# Objective
Repeat each entry as written, dropping any picture you find.

# Source material
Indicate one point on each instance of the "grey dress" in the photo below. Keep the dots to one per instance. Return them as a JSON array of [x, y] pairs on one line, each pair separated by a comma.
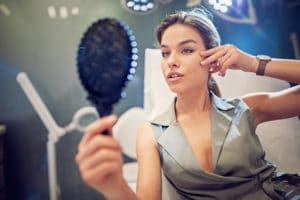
[[240, 170]]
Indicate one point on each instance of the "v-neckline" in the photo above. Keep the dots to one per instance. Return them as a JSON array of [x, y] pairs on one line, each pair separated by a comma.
[[182, 151]]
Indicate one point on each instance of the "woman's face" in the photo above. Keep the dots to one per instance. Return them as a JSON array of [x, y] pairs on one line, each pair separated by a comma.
[[180, 46]]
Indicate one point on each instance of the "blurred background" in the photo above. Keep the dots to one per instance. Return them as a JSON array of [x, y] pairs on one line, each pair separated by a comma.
[[41, 39]]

# Solution to this problem
Indicate one point on each instance of the "grey dress" in the photo below. Keep the dots to one per instance. Return them as a JSON array of [x, y] pairs on one line, each pair separated by a comma.
[[240, 170]]
Indicate one point on each instance of the "v-neckline" in the photo above. Keep the dots to one per instance. Return them as a JSON array of [x, y] pairs on one line, each pair separated by a comma.
[[182, 151]]
Indicate one point on each instance of the "woman's face" in the photo above. Keep the dots to one per instance. Return them as a JSON array of [x, y] pairs on one line, each pair separated by a comma.
[[180, 46]]
Indicate one point on each instance of the "blurred background" in the photo above. Keep the dots to one per instance. Return them as a JSON array of [x, y] pairs on one line, each pair separated by a comma.
[[41, 39]]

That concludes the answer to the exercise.